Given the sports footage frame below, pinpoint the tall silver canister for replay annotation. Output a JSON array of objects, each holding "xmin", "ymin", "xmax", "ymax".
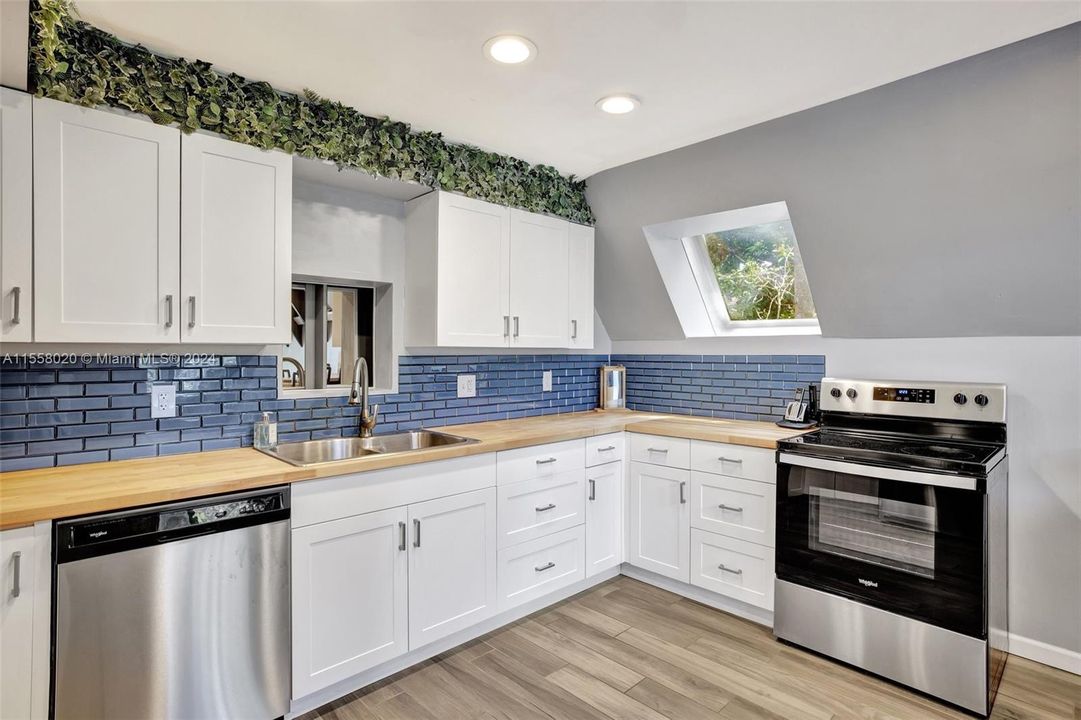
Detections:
[{"xmin": 600, "ymin": 365, "xmax": 627, "ymax": 410}]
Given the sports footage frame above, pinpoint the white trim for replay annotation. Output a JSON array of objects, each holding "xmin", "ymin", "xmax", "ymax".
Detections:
[{"xmin": 1010, "ymin": 632, "xmax": 1081, "ymax": 675}]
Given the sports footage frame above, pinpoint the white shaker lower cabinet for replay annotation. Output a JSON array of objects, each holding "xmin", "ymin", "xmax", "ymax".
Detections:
[
  {"xmin": 626, "ymin": 462, "xmax": 691, "ymax": 583},
  {"xmin": 34, "ymin": 98, "xmax": 179, "ymax": 343},
  {"xmin": 586, "ymin": 462, "xmax": 624, "ymax": 577},
  {"xmin": 0, "ymin": 88, "xmax": 34, "ymax": 343},
  {"xmin": 406, "ymin": 488, "xmax": 497, "ymax": 650},
  {"xmin": 178, "ymin": 134, "xmax": 293, "ymax": 344},
  {"xmin": 291, "ymin": 507, "xmax": 409, "ymax": 696}
]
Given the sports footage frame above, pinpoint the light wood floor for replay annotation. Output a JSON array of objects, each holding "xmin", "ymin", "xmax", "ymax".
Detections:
[{"xmin": 302, "ymin": 577, "xmax": 1081, "ymax": 720}]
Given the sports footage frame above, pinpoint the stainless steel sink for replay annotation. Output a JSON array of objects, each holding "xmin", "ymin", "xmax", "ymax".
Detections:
[{"xmin": 263, "ymin": 430, "xmax": 477, "ymax": 467}]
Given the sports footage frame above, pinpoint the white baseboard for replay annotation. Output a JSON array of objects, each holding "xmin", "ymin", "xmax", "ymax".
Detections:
[
  {"xmin": 285, "ymin": 568, "xmax": 619, "ymax": 719},
  {"xmin": 1010, "ymin": 632, "xmax": 1081, "ymax": 675},
  {"xmin": 619, "ymin": 563, "xmax": 773, "ymax": 627}
]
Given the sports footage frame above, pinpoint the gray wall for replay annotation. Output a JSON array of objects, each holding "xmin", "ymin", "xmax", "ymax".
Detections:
[{"xmin": 588, "ymin": 24, "xmax": 1081, "ymax": 341}]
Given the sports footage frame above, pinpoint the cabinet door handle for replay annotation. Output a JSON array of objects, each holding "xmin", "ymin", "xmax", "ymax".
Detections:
[{"xmin": 11, "ymin": 551, "xmax": 23, "ymax": 598}]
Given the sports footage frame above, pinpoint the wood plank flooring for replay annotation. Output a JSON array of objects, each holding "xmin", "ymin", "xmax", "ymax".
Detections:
[{"xmin": 302, "ymin": 577, "xmax": 1081, "ymax": 720}]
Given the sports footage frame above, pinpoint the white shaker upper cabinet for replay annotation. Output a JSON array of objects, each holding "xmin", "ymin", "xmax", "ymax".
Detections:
[
  {"xmin": 405, "ymin": 192, "xmax": 510, "ymax": 347},
  {"xmin": 570, "ymin": 224, "xmax": 593, "ymax": 349},
  {"xmin": 0, "ymin": 88, "xmax": 34, "ymax": 343},
  {"xmin": 177, "ymin": 134, "xmax": 293, "ymax": 344},
  {"xmin": 32, "ymin": 98, "xmax": 179, "ymax": 343},
  {"xmin": 510, "ymin": 210, "xmax": 571, "ymax": 348}
]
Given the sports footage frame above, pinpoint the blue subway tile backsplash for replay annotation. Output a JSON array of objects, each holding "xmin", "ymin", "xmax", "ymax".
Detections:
[{"xmin": 0, "ymin": 355, "xmax": 825, "ymax": 470}]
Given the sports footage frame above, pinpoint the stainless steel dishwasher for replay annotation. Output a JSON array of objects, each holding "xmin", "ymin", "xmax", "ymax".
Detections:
[{"xmin": 52, "ymin": 488, "xmax": 290, "ymax": 720}]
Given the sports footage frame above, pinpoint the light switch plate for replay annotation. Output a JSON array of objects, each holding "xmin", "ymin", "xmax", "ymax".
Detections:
[
  {"xmin": 458, "ymin": 375, "xmax": 477, "ymax": 398},
  {"xmin": 150, "ymin": 383, "xmax": 176, "ymax": 417}
]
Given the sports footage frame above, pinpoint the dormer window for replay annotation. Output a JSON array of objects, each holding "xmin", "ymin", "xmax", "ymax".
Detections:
[{"xmin": 644, "ymin": 202, "xmax": 819, "ymax": 337}]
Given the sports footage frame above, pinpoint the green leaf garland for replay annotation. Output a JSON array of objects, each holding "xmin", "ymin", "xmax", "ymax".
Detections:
[{"xmin": 29, "ymin": 0, "xmax": 593, "ymax": 225}]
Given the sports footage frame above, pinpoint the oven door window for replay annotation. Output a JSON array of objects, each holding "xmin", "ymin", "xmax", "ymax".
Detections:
[{"xmin": 777, "ymin": 464, "xmax": 986, "ymax": 637}]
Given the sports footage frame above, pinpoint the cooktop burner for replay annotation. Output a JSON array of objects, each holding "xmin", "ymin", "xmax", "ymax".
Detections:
[{"xmin": 779, "ymin": 428, "xmax": 1003, "ymax": 475}]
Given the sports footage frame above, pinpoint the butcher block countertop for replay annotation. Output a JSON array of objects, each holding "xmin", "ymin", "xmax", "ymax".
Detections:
[{"xmin": 0, "ymin": 411, "xmax": 800, "ymax": 530}]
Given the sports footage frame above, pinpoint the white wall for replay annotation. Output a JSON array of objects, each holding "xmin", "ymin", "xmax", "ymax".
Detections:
[{"xmin": 612, "ymin": 337, "xmax": 1081, "ymax": 672}]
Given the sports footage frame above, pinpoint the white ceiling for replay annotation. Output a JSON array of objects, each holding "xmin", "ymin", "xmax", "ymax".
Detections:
[{"xmin": 78, "ymin": 0, "xmax": 1081, "ymax": 176}]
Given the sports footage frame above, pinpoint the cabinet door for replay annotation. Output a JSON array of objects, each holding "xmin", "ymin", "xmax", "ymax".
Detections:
[
  {"xmin": 34, "ymin": 98, "xmax": 179, "ymax": 343},
  {"xmin": 586, "ymin": 463, "xmax": 623, "ymax": 576},
  {"xmin": 409, "ymin": 488, "xmax": 497, "ymax": 650},
  {"xmin": 510, "ymin": 210, "xmax": 571, "ymax": 347},
  {"xmin": 627, "ymin": 463, "xmax": 691, "ymax": 583},
  {"xmin": 437, "ymin": 192, "xmax": 510, "ymax": 347},
  {"xmin": 569, "ymin": 224, "xmax": 593, "ymax": 349},
  {"xmin": 292, "ymin": 507, "xmax": 409, "ymax": 697},
  {"xmin": 0, "ymin": 528, "xmax": 36, "ymax": 719},
  {"xmin": 0, "ymin": 88, "xmax": 34, "ymax": 343},
  {"xmin": 181, "ymin": 134, "xmax": 293, "ymax": 344}
]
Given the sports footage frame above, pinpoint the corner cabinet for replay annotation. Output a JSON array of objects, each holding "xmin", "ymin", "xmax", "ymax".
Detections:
[
  {"xmin": 405, "ymin": 191, "xmax": 593, "ymax": 348},
  {"xmin": 34, "ymin": 98, "xmax": 292, "ymax": 344},
  {"xmin": 0, "ymin": 88, "xmax": 34, "ymax": 343}
]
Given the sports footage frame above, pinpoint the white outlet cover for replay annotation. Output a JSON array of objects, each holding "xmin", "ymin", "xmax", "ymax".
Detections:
[
  {"xmin": 150, "ymin": 383, "xmax": 176, "ymax": 417},
  {"xmin": 458, "ymin": 375, "xmax": 477, "ymax": 398}
]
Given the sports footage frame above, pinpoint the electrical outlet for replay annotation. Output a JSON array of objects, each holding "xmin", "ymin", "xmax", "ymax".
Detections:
[
  {"xmin": 458, "ymin": 375, "xmax": 477, "ymax": 398},
  {"xmin": 150, "ymin": 383, "xmax": 176, "ymax": 417}
]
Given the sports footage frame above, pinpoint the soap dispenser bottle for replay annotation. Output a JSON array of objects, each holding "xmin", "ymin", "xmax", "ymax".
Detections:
[{"xmin": 255, "ymin": 413, "xmax": 278, "ymax": 450}]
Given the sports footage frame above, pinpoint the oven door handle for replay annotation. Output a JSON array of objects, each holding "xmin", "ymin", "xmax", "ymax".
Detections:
[{"xmin": 777, "ymin": 453, "xmax": 978, "ymax": 490}]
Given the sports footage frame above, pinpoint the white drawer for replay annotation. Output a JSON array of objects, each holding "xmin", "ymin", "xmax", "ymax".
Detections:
[
  {"xmin": 496, "ymin": 440, "xmax": 586, "ymax": 485},
  {"xmin": 691, "ymin": 440, "xmax": 777, "ymax": 483},
  {"xmin": 691, "ymin": 529, "xmax": 774, "ymax": 611},
  {"xmin": 497, "ymin": 468, "xmax": 586, "ymax": 549},
  {"xmin": 498, "ymin": 525, "xmax": 586, "ymax": 612},
  {"xmin": 630, "ymin": 432, "xmax": 691, "ymax": 469},
  {"xmin": 586, "ymin": 432, "xmax": 626, "ymax": 467},
  {"xmin": 691, "ymin": 470, "xmax": 777, "ymax": 540}
]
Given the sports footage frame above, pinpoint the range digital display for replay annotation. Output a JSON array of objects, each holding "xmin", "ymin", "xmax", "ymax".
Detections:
[{"xmin": 872, "ymin": 386, "xmax": 935, "ymax": 404}]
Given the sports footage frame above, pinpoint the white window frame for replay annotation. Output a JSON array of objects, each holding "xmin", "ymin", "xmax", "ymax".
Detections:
[{"xmin": 642, "ymin": 201, "xmax": 822, "ymax": 337}]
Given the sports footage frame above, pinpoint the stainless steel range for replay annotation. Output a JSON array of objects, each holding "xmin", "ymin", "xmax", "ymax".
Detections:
[{"xmin": 774, "ymin": 378, "xmax": 1009, "ymax": 715}]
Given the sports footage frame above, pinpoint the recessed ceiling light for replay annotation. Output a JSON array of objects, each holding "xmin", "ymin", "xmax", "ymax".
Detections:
[
  {"xmin": 597, "ymin": 94, "xmax": 641, "ymax": 115},
  {"xmin": 484, "ymin": 35, "xmax": 537, "ymax": 65}
]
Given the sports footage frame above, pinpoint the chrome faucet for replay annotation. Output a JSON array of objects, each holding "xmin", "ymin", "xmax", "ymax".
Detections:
[{"xmin": 349, "ymin": 358, "xmax": 379, "ymax": 438}]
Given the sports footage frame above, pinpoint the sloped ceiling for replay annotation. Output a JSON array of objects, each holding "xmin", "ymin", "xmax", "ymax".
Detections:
[
  {"xmin": 67, "ymin": 0, "xmax": 1081, "ymax": 176},
  {"xmin": 588, "ymin": 23, "xmax": 1081, "ymax": 341}
]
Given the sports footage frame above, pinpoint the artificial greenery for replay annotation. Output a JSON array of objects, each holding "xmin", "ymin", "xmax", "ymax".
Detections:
[{"xmin": 29, "ymin": 0, "xmax": 593, "ymax": 224}]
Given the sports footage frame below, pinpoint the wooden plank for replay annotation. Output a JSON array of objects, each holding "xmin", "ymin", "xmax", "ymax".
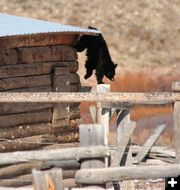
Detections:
[
  {"xmin": 0, "ymin": 61, "xmax": 78, "ymax": 79},
  {"xmin": 0, "ymin": 75, "xmax": 51, "ymax": 91},
  {"xmin": 89, "ymin": 106, "xmax": 97, "ymax": 124},
  {"xmin": 17, "ymin": 45, "xmax": 77, "ymax": 63},
  {"xmin": 111, "ymin": 122, "xmax": 136, "ymax": 167},
  {"xmin": 0, "ymin": 177, "xmax": 77, "ymax": 190},
  {"xmin": 0, "ymin": 186, "xmax": 33, "ymax": 190},
  {"xmin": 0, "ymin": 109, "xmax": 52, "ymax": 129},
  {"xmin": 0, "ymin": 122, "xmax": 52, "ymax": 140},
  {"xmin": 0, "ymin": 162, "xmax": 42, "ymax": 179},
  {"xmin": 8, "ymin": 86, "xmax": 52, "ymax": 94},
  {"xmin": 0, "ymin": 49, "xmax": 18, "ymax": 65},
  {"xmin": 117, "ymin": 110, "xmax": 130, "ymax": 166},
  {"xmin": 70, "ymin": 72, "xmax": 80, "ymax": 84},
  {"xmin": 0, "ymin": 145, "xmax": 110, "ymax": 166},
  {"xmin": 79, "ymin": 124, "xmax": 105, "ymax": 169},
  {"xmin": 70, "ymin": 83, "xmax": 81, "ymax": 92},
  {"xmin": 75, "ymin": 164, "xmax": 180, "ymax": 184},
  {"xmin": 0, "ymin": 92, "xmax": 180, "ymax": 104},
  {"xmin": 102, "ymin": 102, "xmax": 132, "ymax": 110},
  {"xmin": 0, "ymin": 103, "xmax": 53, "ymax": 115},
  {"xmin": 172, "ymin": 81, "xmax": 180, "ymax": 92},
  {"xmin": 134, "ymin": 125, "xmax": 167, "ymax": 163},
  {"xmin": 69, "ymin": 107, "xmax": 81, "ymax": 119},
  {"xmin": 32, "ymin": 168, "xmax": 64, "ymax": 190},
  {"xmin": 0, "ymin": 132, "xmax": 79, "ymax": 152},
  {"xmin": 0, "ymin": 32, "xmax": 79, "ymax": 49},
  {"xmin": 52, "ymin": 67, "xmax": 70, "ymax": 120},
  {"xmin": 173, "ymin": 101, "xmax": 180, "ymax": 163},
  {"xmin": 52, "ymin": 119, "xmax": 81, "ymax": 134},
  {"xmin": 0, "ymin": 174, "xmax": 32, "ymax": 188}
]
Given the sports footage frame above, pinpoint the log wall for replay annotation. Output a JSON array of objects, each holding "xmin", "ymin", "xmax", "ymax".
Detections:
[{"xmin": 0, "ymin": 45, "xmax": 80, "ymax": 152}]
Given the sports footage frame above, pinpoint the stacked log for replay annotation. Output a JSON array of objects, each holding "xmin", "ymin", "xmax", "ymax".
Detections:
[{"xmin": 0, "ymin": 45, "xmax": 80, "ymax": 152}]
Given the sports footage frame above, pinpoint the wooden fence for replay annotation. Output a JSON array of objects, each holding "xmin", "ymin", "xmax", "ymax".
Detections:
[{"xmin": 0, "ymin": 82, "xmax": 180, "ymax": 190}]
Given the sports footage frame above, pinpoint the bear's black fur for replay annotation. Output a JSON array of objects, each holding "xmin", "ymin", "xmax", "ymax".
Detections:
[{"xmin": 75, "ymin": 27, "xmax": 117, "ymax": 84}]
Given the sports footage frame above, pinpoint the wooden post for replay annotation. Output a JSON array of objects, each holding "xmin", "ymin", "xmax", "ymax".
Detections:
[
  {"xmin": 79, "ymin": 124, "xmax": 105, "ymax": 168},
  {"xmin": 112, "ymin": 109, "xmax": 131, "ymax": 190},
  {"xmin": 117, "ymin": 110, "xmax": 131, "ymax": 166},
  {"xmin": 95, "ymin": 84, "xmax": 110, "ymax": 145},
  {"xmin": 134, "ymin": 124, "xmax": 167, "ymax": 164},
  {"xmin": 32, "ymin": 168, "xmax": 64, "ymax": 190},
  {"xmin": 172, "ymin": 81, "xmax": 180, "ymax": 164},
  {"xmin": 75, "ymin": 164, "xmax": 180, "ymax": 184},
  {"xmin": 52, "ymin": 67, "xmax": 70, "ymax": 128},
  {"xmin": 79, "ymin": 124, "xmax": 105, "ymax": 187}
]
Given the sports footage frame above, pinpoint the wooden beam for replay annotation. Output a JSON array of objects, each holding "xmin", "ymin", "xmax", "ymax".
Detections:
[
  {"xmin": 0, "ymin": 49, "xmax": 18, "ymax": 65},
  {"xmin": 0, "ymin": 92, "xmax": 180, "ymax": 104},
  {"xmin": 0, "ymin": 32, "xmax": 79, "ymax": 49},
  {"xmin": 0, "ymin": 109, "xmax": 52, "ymax": 129},
  {"xmin": 0, "ymin": 174, "xmax": 32, "ymax": 188},
  {"xmin": 0, "ymin": 160, "xmax": 80, "ymax": 179},
  {"xmin": 111, "ymin": 122, "xmax": 136, "ymax": 167},
  {"xmin": 75, "ymin": 164, "xmax": 180, "ymax": 184},
  {"xmin": 0, "ymin": 61, "xmax": 78, "ymax": 79},
  {"xmin": 17, "ymin": 45, "xmax": 77, "ymax": 63},
  {"xmin": 172, "ymin": 81, "xmax": 180, "ymax": 163},
  {"xmin": 0, "ymin": 75, "xmax": 51, "ymax": 91},
  {"xmin": 172, "ymin": 81, "xmax": 180, "ymax": 92},
  {"xmin": 32, "ymin": 168, "xmax": 64, "ymax": 190},
  {"xmin": 0, "ymin": 102, "xmax": 53, "ymax": 115},
  {"xmin": 134, "ymin": 125, "xmax": 167, "ymax": 163},
  {"xmin": 79, "ymin": 124, "xmax": 105, "ymax": 169},
  {"xmin": 0, "ymin": 146, "xmax": 110, "ymax": 166}
]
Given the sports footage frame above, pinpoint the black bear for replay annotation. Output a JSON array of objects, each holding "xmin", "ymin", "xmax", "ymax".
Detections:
[{"xmin": 75, "ymin": 27, "xmax": 117, "ymax": 84}]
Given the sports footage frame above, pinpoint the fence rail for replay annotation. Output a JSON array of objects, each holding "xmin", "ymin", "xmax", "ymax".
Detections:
[
  {"xmin": 0, "ymin": 82, "xmax": 180, "ymax": 190},
  {"xmin": 0, "ymin": 92, "xmax": 180, "ymax": 104}
]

....

● Task goal
Extract every line of the records above that contains the word "outlet", copying each such line whole. Treat the match as case-sensitive.

● Output for this task
Given the sports footage frame above, pinpoint the white outlet cover for replay annotation. Output a JSON array of objects, each holding "xmin", "ymin", "xmax", "ymax".
Given the sports footage frame above, pinpoint the electrical outlet for replay annotation. Output a JSON array of objects, each holding "xmin", "ymin", "xmax", "ymax".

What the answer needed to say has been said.